Please copy, exactly as they appear below, the lines from the one containing "[[381, 4], [59, 321], [592, 406], [612, 477]]" through the one containing "[[844, 512], [942, 140], [1001, 113]]".

----- Data supplied -----

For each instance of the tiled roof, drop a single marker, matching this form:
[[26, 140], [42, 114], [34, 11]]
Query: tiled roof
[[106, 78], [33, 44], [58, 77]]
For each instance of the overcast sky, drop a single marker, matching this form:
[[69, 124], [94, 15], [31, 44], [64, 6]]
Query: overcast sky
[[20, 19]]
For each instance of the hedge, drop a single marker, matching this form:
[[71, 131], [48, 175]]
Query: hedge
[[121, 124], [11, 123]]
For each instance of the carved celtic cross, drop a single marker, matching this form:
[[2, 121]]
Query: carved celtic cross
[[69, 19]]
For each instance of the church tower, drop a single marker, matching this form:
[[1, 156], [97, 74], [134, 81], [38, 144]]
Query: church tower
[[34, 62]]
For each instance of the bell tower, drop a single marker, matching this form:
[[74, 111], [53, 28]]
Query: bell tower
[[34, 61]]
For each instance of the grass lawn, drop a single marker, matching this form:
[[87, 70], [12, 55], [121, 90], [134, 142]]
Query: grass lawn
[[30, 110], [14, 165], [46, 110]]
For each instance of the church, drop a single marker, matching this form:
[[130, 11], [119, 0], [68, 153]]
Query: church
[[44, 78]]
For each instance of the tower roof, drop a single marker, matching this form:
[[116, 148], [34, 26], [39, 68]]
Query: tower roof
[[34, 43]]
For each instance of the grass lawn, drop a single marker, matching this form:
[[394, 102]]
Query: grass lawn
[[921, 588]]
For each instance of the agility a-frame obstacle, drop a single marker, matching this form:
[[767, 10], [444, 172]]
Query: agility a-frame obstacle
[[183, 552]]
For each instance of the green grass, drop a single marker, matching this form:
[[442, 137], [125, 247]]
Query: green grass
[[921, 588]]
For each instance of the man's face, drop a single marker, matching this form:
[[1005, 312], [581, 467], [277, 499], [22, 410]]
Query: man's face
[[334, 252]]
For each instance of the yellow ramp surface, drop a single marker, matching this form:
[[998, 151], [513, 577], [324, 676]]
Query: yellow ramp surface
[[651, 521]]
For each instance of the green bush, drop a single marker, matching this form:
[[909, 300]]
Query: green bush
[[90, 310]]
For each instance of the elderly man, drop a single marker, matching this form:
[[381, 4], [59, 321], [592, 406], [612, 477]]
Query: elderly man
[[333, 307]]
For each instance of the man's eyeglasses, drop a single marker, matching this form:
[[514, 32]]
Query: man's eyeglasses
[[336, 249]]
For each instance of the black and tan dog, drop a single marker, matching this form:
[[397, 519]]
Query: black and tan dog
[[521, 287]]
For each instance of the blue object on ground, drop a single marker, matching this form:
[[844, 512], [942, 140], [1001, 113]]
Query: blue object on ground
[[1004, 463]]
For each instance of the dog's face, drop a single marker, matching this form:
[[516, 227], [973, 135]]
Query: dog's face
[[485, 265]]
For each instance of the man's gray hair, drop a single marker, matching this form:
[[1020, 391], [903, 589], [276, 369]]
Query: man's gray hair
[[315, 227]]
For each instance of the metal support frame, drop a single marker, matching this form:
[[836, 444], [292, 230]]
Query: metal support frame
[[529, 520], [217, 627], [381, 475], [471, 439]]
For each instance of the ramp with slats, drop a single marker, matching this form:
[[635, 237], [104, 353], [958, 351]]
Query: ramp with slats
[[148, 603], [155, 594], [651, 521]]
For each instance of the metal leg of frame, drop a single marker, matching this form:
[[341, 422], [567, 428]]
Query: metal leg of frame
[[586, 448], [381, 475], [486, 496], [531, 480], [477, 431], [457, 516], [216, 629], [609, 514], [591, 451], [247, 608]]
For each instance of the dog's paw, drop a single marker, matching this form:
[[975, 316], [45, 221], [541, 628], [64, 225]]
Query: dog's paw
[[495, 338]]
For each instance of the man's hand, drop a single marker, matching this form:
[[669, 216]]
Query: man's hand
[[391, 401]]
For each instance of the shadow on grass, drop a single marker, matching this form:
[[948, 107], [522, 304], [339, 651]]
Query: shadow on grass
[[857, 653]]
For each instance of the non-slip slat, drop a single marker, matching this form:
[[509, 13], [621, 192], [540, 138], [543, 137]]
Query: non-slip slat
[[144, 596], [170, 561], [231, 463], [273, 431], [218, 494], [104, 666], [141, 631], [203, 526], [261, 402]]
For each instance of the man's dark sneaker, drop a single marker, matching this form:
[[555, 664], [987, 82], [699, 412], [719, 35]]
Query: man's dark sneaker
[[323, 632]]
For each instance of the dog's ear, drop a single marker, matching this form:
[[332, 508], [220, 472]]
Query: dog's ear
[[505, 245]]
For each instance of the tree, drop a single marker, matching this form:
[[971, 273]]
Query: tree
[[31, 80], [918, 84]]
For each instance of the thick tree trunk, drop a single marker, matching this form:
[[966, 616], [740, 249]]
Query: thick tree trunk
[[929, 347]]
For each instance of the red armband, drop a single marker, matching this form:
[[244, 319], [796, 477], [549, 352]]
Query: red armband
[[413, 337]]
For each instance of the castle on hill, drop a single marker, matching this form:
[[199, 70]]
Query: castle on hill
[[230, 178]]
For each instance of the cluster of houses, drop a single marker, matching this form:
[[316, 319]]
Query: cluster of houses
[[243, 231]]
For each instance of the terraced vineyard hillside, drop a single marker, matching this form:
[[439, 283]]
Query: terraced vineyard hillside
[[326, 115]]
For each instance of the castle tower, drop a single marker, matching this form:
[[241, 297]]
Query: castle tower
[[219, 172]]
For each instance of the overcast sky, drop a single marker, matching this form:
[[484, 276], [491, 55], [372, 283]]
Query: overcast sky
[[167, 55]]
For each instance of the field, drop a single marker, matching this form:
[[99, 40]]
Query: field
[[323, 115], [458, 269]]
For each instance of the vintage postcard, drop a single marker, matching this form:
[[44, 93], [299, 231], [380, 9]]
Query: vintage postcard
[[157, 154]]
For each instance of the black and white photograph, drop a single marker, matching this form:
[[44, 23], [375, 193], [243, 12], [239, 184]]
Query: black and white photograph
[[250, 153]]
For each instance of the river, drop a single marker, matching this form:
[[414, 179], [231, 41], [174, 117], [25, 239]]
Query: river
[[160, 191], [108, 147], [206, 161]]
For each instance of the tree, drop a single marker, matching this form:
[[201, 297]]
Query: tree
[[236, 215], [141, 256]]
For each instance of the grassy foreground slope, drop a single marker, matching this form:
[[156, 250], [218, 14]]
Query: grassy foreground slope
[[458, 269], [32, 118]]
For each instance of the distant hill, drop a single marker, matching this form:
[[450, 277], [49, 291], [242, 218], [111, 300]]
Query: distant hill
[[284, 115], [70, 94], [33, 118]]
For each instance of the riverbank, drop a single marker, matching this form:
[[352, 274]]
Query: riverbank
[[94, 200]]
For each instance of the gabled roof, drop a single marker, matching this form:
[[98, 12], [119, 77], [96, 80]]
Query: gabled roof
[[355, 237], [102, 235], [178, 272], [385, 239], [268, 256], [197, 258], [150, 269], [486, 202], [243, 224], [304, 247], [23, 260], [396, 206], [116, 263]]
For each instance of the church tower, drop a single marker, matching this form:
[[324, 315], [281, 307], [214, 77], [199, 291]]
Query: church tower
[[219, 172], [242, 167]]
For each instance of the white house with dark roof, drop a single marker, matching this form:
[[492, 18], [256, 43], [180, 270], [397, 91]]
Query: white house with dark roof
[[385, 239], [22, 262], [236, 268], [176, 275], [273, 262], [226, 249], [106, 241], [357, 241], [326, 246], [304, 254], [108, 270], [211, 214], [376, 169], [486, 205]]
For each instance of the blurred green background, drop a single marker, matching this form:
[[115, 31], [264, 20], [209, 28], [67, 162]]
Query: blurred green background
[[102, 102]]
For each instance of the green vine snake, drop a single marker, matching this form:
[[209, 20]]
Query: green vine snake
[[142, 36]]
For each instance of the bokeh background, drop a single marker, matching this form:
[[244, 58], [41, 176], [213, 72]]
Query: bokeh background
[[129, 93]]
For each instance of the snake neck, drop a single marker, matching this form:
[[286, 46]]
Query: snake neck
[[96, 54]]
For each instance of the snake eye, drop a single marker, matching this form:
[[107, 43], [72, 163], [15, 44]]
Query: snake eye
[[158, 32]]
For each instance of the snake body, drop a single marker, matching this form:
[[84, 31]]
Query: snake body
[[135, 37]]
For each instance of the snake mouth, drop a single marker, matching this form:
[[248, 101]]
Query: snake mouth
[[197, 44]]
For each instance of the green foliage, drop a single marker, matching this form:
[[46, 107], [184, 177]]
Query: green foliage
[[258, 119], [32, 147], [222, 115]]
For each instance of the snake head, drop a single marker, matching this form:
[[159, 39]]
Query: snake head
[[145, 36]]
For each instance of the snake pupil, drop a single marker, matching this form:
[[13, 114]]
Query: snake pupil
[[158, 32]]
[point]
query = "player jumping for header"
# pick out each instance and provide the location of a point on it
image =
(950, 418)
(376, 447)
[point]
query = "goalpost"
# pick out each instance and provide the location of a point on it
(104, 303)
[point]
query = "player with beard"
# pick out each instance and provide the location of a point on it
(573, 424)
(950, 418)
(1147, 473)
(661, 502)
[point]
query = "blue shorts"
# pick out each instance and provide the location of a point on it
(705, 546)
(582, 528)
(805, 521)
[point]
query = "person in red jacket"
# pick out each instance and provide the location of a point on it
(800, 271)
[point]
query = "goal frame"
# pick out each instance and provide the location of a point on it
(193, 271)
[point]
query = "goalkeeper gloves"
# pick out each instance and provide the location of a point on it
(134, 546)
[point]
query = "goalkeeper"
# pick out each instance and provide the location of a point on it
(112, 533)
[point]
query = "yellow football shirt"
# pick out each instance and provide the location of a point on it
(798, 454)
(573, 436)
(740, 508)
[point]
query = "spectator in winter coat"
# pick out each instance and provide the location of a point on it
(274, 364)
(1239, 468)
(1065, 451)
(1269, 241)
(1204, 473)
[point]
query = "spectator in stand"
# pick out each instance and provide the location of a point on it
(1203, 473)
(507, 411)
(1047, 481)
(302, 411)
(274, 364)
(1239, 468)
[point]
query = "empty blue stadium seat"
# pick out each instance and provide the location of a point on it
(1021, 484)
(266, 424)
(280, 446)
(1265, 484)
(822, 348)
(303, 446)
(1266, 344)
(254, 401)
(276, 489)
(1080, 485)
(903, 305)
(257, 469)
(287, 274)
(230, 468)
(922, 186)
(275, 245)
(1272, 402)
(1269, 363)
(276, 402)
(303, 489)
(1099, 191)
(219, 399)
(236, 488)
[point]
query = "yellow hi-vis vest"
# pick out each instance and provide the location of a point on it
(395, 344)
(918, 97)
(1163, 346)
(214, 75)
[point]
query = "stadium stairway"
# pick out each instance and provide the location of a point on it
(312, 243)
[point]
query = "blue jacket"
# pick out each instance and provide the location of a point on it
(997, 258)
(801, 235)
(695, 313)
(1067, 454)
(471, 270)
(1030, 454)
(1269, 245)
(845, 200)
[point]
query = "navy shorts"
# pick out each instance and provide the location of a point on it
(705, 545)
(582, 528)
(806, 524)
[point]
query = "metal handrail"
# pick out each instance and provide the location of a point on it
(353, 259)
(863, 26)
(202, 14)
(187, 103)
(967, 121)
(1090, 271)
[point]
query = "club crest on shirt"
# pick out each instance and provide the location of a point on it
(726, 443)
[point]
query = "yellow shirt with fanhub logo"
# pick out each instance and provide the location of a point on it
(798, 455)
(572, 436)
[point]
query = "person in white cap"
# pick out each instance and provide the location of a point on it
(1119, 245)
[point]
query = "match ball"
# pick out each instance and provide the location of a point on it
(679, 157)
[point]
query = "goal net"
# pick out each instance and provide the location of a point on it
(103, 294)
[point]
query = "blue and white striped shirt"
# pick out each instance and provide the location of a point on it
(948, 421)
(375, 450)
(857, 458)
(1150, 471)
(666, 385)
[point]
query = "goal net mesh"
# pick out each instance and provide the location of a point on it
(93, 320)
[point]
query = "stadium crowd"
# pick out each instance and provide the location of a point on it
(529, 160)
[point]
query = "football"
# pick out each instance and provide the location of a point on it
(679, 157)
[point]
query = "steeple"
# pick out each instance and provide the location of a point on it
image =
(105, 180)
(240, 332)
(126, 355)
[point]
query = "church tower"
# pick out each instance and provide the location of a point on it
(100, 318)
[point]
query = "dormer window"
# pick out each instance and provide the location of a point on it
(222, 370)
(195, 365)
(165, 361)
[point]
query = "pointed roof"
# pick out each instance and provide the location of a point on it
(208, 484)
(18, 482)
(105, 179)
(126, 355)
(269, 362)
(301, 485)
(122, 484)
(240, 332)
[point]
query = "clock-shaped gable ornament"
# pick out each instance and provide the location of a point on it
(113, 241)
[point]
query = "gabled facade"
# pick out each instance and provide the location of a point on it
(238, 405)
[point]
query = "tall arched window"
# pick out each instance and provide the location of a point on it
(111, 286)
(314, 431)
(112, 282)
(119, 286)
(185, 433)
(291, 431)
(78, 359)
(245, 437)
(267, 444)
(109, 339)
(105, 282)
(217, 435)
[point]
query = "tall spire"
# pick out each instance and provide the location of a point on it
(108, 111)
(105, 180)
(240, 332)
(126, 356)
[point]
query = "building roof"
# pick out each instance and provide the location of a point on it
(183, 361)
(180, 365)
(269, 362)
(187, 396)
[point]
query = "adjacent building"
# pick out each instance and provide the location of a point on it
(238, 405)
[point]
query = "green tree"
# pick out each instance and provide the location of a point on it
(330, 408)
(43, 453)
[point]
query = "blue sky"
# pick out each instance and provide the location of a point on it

-----

▶ **Exercise result**
[[381, 4], [59, 321], [592, 406], [612, 477]]
Query: elderly man
[[333, 307]]
For each instance of the man's eyeglasses, drop a single marker, matching this form:
[[514, 32]]
Query: man's eyeglasses
[[336, 249]]
For each instance of the black and tan dog, drop a single marker, matching this form:
[[397, 519]]
Query: black and tan dog
[[521, 287]]
For each instance of the blue object on ground, drop a single marker, matching this form:
[[844, 512], [942, 140], [1001, 113]]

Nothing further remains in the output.